◆ What you need to do ◆
Could you rewrite the rows from the line with "like x=160, y=25." up to and including the line with "x=166, y=10" as a JSON list of strings, one per line and no blank lines?

◆ Rows ◆

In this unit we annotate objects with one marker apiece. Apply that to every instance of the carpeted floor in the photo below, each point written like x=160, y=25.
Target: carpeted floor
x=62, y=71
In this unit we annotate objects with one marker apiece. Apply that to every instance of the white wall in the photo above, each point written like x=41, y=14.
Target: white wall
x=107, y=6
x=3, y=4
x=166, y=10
* * *
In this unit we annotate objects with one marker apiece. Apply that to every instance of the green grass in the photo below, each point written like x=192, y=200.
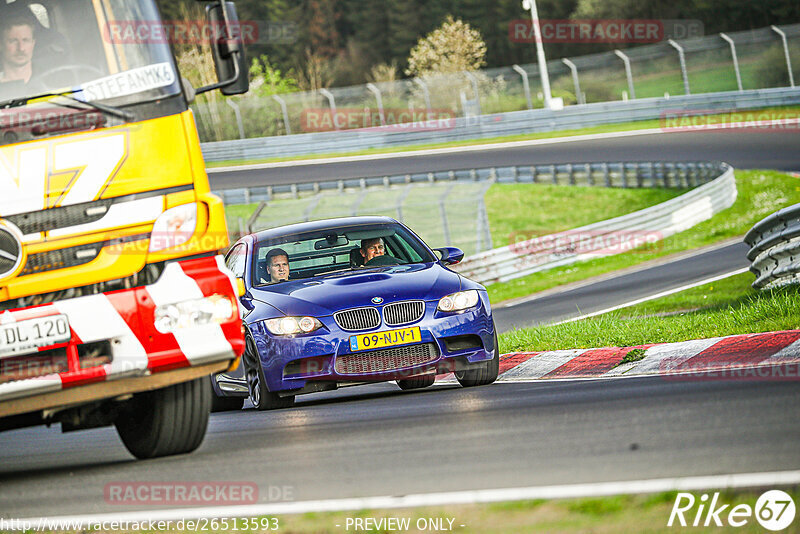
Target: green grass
* * *
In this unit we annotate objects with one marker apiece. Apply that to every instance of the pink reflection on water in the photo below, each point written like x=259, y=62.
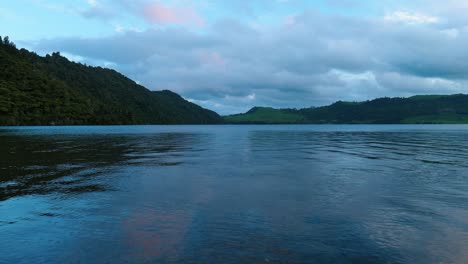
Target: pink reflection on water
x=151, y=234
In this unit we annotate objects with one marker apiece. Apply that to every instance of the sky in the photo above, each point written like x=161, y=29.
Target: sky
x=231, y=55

◆ Response to this task ◆
[
  "In this unit we annotate objects with one marker apiece. Apply that to every instance of the carpeted floor in the photo below, each point written like x=160, y=25.",
  "Target: carpeted floor",
  "x=62, y=71",
  "In this unit we annotate objects with one marker apiece. Apply that to every instance of the white wall in the photo above, each point written like x=41, y=14.",
  "Target: white wall",
  "x=107, y=6",
  "x=3, y=4",
  "x=166, y=10"
]